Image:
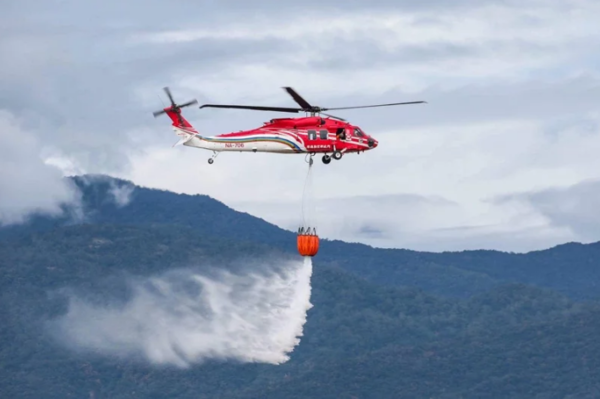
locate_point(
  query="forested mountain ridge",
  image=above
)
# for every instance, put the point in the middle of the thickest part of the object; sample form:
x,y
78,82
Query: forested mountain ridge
x,y
573,269
378,327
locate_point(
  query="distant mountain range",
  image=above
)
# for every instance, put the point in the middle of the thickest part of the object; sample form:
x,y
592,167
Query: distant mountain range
x,y
385,322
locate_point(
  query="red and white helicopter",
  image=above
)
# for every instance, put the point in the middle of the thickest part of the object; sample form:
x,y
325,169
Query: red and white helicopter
x,y
302,135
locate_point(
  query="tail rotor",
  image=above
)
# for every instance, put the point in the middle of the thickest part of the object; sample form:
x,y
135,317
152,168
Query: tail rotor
x,y
176,108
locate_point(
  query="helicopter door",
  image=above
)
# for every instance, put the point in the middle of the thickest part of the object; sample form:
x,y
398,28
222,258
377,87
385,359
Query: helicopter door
x,y
341,134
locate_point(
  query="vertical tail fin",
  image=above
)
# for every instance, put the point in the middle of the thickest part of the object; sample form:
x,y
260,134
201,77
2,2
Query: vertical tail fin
x,y
182,127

■ ■ ■ ■ ■ ■ ■

Set every line down exactly as written, leaving each picture out.

* _Exercise answer_
Image:
locate_point(
  query="forested mountain ridge",
  image=above
)
# for every instance, put the point in the middle of the thickest part of the object; sample form:
x,y
78,82
Query: forested mountain ridge
x,y
573,269
378,327
locate_point(
  query="distant mountain range",
  image=above
)
# for every instance, put the point in the middle of the thickest part of the object; sample form:
x,y
592,167
Query: distant mountain range
x,y
385,322
locate_point(
  query="red and white helicopter",
  image=above
)
# for every instance, put the point in the middle of the thickest part of the object; sample form:
x,y
325,169
Query: red and white helicopter
x,y
302,135
locate_point(
  query="tail rotor",
  image=above
)
# for every instance, put the point in the middle of the thickest part of the object; sample form:
x,y
135,317
152,168
Query: tail rotor
x,y
176,108
locate_point(
  query="helicopter door",
  image=above
)
# for every instance, put the point in the middle of the thickest part of the object; sample form:
x,y
398,28
222,258
377,87
385,359
Query: helicopter door
x,y
341,134
locate_point(
  query="vertical tail fin",
  image=above
)
# for every instance, put the point in the middle of the thickest part of the object; sample form:
x,y
260,134
201,77
2,2
Query: vertical tail fin
x,y
182,127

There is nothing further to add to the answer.